> _WHAT THE TASK REQUIRES_
Without including any pictures, copy each entry below exactly.

> _RECORDS FOR THE TASK_
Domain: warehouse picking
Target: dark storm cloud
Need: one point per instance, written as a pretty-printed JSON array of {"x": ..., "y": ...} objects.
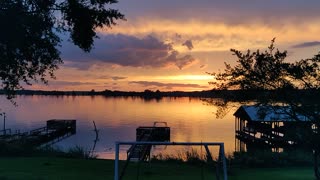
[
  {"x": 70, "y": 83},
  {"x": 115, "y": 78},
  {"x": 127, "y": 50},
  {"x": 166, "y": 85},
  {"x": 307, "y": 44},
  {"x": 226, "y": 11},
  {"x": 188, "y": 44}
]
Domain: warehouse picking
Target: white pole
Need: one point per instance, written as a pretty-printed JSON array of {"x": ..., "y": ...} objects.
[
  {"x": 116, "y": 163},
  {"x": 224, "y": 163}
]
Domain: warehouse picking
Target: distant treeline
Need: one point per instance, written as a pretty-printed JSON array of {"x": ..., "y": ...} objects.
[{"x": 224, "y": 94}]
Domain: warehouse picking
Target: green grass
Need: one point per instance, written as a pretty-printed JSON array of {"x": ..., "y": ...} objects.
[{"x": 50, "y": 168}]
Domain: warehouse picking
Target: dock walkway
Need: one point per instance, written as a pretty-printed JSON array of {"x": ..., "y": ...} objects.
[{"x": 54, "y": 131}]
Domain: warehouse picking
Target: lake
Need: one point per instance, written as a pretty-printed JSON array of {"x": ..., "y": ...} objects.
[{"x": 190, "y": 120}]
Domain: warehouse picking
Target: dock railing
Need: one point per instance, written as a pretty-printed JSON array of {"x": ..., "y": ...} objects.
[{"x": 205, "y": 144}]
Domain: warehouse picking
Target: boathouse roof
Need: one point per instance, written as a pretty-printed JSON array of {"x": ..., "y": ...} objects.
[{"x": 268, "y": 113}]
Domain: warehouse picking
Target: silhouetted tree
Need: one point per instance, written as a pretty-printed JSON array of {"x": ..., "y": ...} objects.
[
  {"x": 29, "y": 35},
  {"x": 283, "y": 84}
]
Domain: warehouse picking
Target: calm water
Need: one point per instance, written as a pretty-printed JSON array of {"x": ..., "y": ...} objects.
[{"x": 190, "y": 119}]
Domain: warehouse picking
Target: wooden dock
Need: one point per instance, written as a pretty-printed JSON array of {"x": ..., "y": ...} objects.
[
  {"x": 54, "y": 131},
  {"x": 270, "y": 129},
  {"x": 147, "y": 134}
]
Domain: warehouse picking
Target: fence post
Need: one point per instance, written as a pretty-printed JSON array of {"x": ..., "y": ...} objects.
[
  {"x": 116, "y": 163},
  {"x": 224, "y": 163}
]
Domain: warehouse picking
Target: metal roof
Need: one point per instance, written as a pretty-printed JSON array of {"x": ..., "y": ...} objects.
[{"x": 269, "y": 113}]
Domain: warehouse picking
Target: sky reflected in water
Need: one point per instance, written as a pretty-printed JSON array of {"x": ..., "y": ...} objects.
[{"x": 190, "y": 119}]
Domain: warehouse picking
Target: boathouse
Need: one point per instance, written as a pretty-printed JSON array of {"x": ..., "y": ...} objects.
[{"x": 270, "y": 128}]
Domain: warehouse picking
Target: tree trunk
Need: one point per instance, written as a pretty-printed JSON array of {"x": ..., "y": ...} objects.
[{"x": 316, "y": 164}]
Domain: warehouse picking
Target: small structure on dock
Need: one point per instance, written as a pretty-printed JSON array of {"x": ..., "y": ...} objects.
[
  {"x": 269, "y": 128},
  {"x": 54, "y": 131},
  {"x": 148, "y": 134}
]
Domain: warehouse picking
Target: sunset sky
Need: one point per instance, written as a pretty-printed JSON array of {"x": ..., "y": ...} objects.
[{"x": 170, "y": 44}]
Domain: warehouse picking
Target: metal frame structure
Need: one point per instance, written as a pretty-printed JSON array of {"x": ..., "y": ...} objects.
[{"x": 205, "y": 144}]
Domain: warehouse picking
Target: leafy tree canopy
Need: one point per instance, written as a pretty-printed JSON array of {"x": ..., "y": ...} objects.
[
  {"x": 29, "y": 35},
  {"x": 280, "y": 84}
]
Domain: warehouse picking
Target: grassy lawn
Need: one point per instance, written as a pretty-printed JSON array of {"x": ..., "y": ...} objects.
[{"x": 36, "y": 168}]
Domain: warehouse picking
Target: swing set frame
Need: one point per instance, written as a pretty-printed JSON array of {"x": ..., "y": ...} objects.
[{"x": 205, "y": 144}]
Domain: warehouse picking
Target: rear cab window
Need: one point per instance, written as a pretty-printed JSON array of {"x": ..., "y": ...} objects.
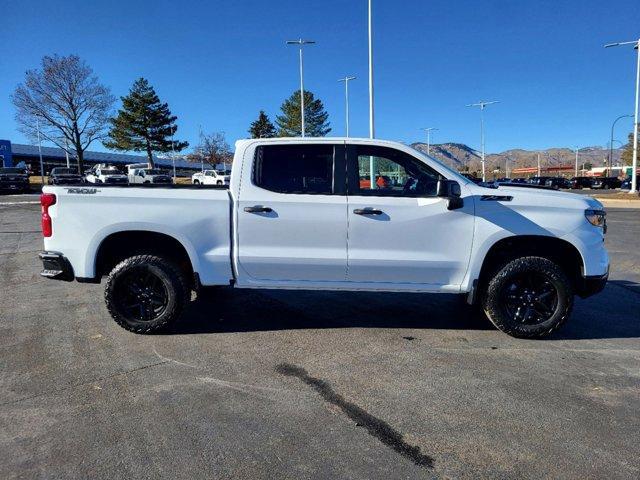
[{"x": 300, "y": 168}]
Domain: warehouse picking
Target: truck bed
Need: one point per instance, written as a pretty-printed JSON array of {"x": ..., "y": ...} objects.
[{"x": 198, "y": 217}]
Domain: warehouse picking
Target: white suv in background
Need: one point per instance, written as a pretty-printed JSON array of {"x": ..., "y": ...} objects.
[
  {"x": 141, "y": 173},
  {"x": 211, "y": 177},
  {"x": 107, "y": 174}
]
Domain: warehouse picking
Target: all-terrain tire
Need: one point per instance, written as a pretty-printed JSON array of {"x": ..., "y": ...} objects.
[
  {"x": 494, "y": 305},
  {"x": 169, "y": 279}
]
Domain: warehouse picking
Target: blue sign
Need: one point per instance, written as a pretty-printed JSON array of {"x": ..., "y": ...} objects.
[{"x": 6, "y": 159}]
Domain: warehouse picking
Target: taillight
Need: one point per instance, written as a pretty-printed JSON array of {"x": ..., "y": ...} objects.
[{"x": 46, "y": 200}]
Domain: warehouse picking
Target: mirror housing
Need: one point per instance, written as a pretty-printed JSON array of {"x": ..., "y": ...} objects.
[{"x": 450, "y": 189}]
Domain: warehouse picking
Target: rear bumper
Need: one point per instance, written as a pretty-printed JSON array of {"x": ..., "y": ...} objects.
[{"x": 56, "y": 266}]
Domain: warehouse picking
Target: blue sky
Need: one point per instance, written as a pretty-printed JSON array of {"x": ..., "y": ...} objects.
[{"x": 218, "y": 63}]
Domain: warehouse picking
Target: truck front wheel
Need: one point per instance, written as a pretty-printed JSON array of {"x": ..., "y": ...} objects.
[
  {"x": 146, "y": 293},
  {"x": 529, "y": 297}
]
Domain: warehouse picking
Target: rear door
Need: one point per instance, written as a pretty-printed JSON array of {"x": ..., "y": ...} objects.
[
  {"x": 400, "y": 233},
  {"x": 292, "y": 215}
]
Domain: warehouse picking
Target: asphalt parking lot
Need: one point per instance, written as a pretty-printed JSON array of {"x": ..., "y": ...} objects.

> _THE COMPLETED TASK_
Domain: warehouse picking
Target: dark storm cloud
Need: one point per instance, written as a pretty-printed JSON array of {"x": ..., "y": ...} objects.
[
  {"x": 70, "y": 83},
  {"x": 115, "y": 78},
  {"x": 127, "y": 50},
  {"x": 166, "y": 85},
  {"x": 307, "y": 44},
  {"x": 226, "y": 11},
  {"x": 188, "y": 44}
]
Domain: warehouse picking
Target: white pole
Need: one point per instance, written as a pretty-printed JSON array of {"x": ..., "y": ...} objects.
[
  {"x": 116, "y": 163},
  {"x": 224, "y": 163}
]
Domain: warehouse picking
Target: distant treeline
Need: one point per instance, written as a pretty-printed JSON array of {"x": ..., "y": ...} objects.
[{"x": 224, "y": 94}]
Domain: warehouse picking
Target: green grass
Need: one point per instance, written as a pretty-printed JSON array of {"x": ..., "y": ...} objects.
[{"x": 50, "y": 168}]
Domain: warehouse picking
Target: dock walkway
Need: one point per instance, written as a pretty-printed JSON array of {"x": ..., "y": ...} objects.
[{"x": 54, "y": 131}]
Domain: warehouse picking
Target: lake
Need: one point per instance, written as a pretty-printed JSON array of {"x": ..., "y": ...} objects.
[{"x": 190, "y": 120}]
Domain: warehouse picking
Target: dock railing
Need: one point per instance, written as a pretty-printed JSON array of {"x": ..., "y": ...} objects.
[{"x": 205, "y": 144}]
Domain: warehouse picking
Target: boathouse roof
Need: one point per instance, written as a pretty-printed JSON array of {"x": ..., "y": ...} objects.
[{"x": 268, "y": 113}]
Domain: warehouse picking
Target: silhouetted tree
Need: one point per instance, written as a pretty-printed JSON array of {"x": ..., "y": ...} objects.
[
  {"x": 29, "y": 35},
  {"x": 283, "y": 84}
]
Domain: warehouse picking
Target: calm water
Need: one point per instance, written as a pretty-printed JSON array of {"x": ..., "y": ...} objects.
[{"x": 190, "y": 119}]
Domain: warehouse picking
Target: wooden dock
Need: one point per instance, written as a pretty-printed JSON array of {"x": ..., "y": ...} objects.
[
  {"x": 54, "y": 131},
  {"x": 270, "y": 129},
  {"x": 147, "y": 134}
]
Domain: warehouse picking
Target: fence post
Need: one point per instance, written as a pretty-printed JSON array of {"x": ..., "y": ...} objects.
[
  {"x": 116, "y": 163},
  {"x": 224, "y": 163}
]
Domain: warehouse picking
Target: metal roof
Need: one point per instance, written as a pretty-printed JSON array of {"x": ..., "y": ...} objects.
[{"x": 269, "y": 113}]
Domain: warehouse picking
Target: sky reflected in water
Need: one point per instance, written as a pretty-printed JSON array of {"x": ..., "y": ...} objects.
[{"x": 190, "y": 119}]
Domain: warehouse picking
Target: boathouse
Need: one point per instance, written as a pretty-printed JSON array of {"x": ..., "y": ...} objects.
[{"x": 270, "y": 128}]
Domain: warehouse picking
Target: tree trunk
Need: one point per instance, written as a pretty-printed JSON array of {"x": ..., "y": ...} objects.
[{"x": 316, "y": 164}]
Domain: warehouse picking
Target: small structure on dock
Need: one point per instance, written as a pretty-printed JSON array of {"x": ..., "y": ...} objects.
[
  {"x": 269, "y": 128},
  {"x": 54, "y": 131},
  {"x": 148, "y": 134}
]
Domain: warehouse picking
Target: sunset sky
Need: one point per instance, written as a pretty-printed JSON array of {"x": ..., "y": ...} objects.
[{"x": 170, "y": 44}]
Domain: warehouse picking
Target: metal frame structure
Need: one point per instance, written as a pretty-printed JSON array of {"x": ..., "y": ...} objects.
[{"x": 205, "y": 144}]
Domain: warehouse picking
Target: leafy tree canopy
Need: one point per instance, written as a pretty-printed JSON array of {"x": ..., "y": ...} objects.
[
  {"x": 29, "y": 35},
  {"x": 280, "y": 84}
]
Domain: warehouse picking
Target: grassy lawn
Need: one point per instance, written as a pretty-printed JSON array of {"x": ..., "y": ...} objects.
[{"x": 36, "y": 168}]
Domain: warehouse picking
Target: swing set frame
Need: one point per instance, written as a pretty-printed JSON array of {"x": ..., "y": ...} objects.
[{"x": 205, "y": 144}]
Domain: warehouse picking
Target: rear cab window
Need: one point per instance, written as a pretty-printed JSON array of {"x": ..., "y": ...} objects.
[{"x": 300, "y": 168}]
Domain: warehouse picking
Target: truck bed
Need: one point per instance, written as a pretty-printed JSON array of {"x": ..., "y": ...} objects.
[{"x": 198, "y": 217}]
Domain: warehouse picking
Target: white suv in background
Need: one point per instance, written as a pretty-printed JSON array of {"x": ..., "y": ...} objects.
[
  {"x": 141, "y": 173},
  {"x": 211, "y": 177},
  {"x": 107, "y": 174}
]
Domain: warehouse picking
Target: all-terrain tire
Need: one point per instance, written as a pretty-printed JSON array of {"x": ..., "y": ...} objects.
[
  {"x": 494, "y": 305},
  {"x": 169, "y": 279}
]
Domain: warehouse picking
Target: blue sign
Need: one point per instance, written as a pretty-printed JSON array of {"x": ..., "y": ...} objects.
[{"x": 6, "y": 159}]
Domain: warehouse picking
Target: taillight
Need: one point per instance, written as a pretty-printed JSON array of {"x": ..., "y": ...} objects.
[{"x": 46, "y": 200}]
Domain: warehouse picking
Target: mirror housing
Need: one point per instance, written as a pretty-printed JSON array of {"x": ..., "y": ...} objects.
[{"x": 450, "y": 189}]
Domain: warehouse picking
Target: rear bumper
Need: one point per instance, written as a pretty-printed JSON array of {"x": ..., "y": ...} objects.
[{"x": 56, "y": 266}]
Domain: warehouse picking
Target: blue sky
Need: one point per instance, written as a pretty-printed JSON array of {"x": ..., "y": ...} objects.
[{"x": 218, "y": 63}]
Domain: warehouse picking
Target: truck front wheel
Need: one point per instance, written as a pretty-printed JSON array of {"x": ..., "y": ...} objects.
[
  {"x": 146, "y": 293},
  {"x": 529, "y": 297}
]
Domain: warehouse picking
Target: rear door
Need: one point per instance, written as a pretty-printed JSON array of {"x": ..., "y": ...} objects.
[
  {"x": 400, "y": 233},
  {"x": 292, "y": 215}
]
Domain: warehouse picking
Target: asphalt parking lot
Need: one point per instance, written as a pretty-printed JSON array of {"x": ..., "y": ...} objects.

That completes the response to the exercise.